* **The task**: Collect every line in the rows below that contains the word "round", and copy each one as it appears.

━━━ Exercise inputs ━━━

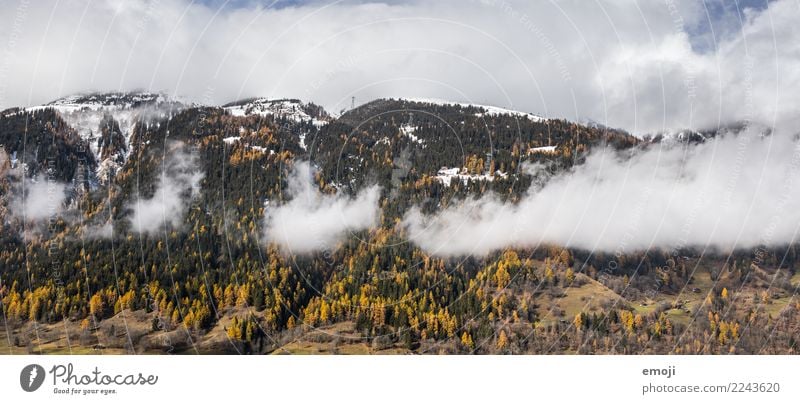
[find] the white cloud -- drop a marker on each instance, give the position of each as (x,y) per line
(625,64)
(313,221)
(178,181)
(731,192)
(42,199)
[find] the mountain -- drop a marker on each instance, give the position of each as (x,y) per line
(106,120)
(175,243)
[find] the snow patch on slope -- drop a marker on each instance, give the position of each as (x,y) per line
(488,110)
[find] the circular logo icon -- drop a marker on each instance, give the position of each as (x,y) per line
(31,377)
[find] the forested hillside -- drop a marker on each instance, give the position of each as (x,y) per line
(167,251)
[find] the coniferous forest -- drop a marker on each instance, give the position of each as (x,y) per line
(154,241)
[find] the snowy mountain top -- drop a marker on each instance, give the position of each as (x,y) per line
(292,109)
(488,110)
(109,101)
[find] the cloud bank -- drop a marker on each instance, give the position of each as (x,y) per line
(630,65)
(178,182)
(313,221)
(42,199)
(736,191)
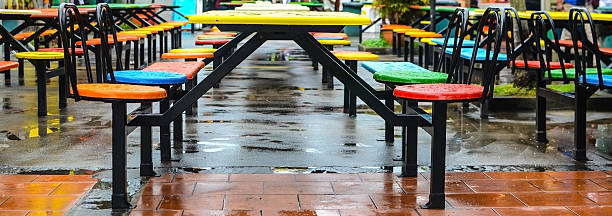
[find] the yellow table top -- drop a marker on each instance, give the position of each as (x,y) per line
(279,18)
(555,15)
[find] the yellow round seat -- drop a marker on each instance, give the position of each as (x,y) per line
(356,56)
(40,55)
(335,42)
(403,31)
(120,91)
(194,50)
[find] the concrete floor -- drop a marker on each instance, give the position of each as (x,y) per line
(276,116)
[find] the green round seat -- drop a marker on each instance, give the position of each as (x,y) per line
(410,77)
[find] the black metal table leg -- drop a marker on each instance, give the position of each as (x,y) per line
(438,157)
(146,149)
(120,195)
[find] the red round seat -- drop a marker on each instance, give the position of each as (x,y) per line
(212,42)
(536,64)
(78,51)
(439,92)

━━━
━━━ Exercise inputs ━━━

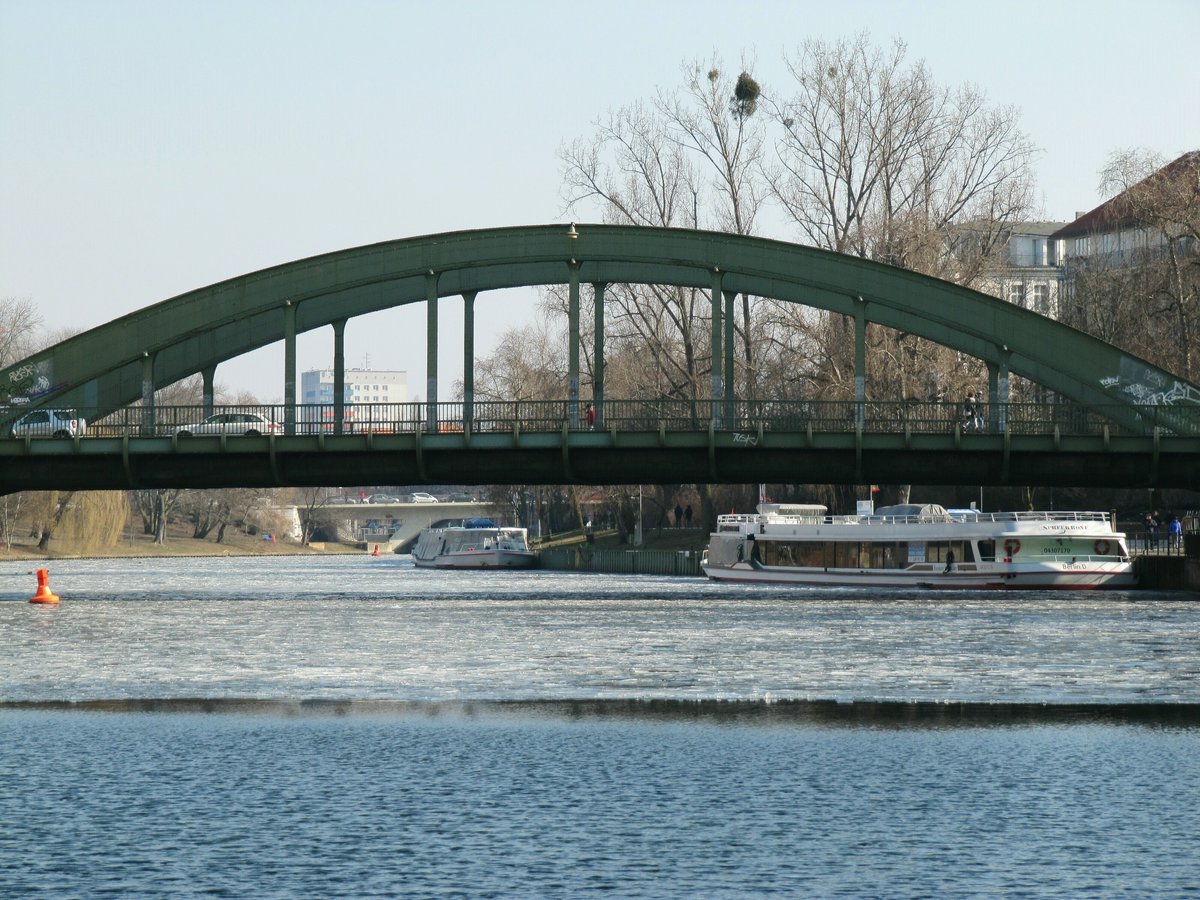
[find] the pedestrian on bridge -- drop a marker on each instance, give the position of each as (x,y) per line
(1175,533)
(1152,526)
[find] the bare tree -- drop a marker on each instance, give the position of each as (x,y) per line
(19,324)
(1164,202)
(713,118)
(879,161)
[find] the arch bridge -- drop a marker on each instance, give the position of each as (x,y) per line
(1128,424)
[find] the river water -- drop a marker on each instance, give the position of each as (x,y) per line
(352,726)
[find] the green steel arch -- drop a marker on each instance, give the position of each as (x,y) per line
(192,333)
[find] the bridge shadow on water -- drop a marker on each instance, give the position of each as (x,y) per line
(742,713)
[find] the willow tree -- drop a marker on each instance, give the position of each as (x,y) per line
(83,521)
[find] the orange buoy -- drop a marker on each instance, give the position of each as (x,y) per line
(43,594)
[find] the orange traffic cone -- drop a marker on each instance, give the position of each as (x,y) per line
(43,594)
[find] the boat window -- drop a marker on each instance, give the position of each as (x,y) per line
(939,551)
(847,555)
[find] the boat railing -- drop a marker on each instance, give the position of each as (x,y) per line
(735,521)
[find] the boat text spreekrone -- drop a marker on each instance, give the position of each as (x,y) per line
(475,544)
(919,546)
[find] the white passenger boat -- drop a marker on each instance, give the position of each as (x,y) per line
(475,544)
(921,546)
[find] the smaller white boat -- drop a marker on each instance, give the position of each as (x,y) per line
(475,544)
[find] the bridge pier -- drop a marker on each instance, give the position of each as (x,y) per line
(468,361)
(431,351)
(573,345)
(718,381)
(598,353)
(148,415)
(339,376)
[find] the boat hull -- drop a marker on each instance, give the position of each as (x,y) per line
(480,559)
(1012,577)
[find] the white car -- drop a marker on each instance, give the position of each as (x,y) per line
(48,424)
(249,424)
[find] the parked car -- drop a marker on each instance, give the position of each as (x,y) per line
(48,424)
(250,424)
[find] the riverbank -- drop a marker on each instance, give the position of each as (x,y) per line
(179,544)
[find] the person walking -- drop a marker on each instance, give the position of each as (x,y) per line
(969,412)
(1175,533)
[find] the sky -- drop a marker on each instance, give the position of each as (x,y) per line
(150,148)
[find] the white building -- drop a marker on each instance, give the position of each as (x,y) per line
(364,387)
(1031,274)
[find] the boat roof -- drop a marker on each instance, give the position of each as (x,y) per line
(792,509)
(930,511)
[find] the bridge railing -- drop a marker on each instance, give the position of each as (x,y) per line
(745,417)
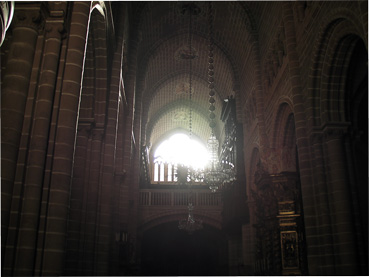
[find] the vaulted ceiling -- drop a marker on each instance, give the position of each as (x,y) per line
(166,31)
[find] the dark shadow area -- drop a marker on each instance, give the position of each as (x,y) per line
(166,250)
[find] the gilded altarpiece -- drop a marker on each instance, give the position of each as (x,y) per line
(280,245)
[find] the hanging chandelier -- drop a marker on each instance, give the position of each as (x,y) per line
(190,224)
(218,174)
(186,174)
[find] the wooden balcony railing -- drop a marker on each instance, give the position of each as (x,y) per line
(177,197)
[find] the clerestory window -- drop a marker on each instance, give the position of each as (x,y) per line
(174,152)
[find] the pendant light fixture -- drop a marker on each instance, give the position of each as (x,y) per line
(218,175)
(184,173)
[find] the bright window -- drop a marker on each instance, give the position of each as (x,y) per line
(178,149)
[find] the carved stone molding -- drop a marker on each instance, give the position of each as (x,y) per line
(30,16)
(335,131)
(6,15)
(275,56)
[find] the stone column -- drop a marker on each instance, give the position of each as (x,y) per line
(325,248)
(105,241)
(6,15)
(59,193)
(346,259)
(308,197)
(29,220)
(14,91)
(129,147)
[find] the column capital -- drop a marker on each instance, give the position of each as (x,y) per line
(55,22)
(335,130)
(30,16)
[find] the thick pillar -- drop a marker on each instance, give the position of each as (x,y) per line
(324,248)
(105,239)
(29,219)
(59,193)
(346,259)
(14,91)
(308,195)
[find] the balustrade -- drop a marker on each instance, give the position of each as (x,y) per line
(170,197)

━━━

* **Solution for this problem**:
[find] the yellow round seat -- drop a marker on each instance, give the position of each as (x,y) per line
[find] the green round seat -- drop a marker on each instance, give the position of each as (x,y) per line
[find] the red round seat -- drop a marker on each instance, give the position of each as (x,y) per line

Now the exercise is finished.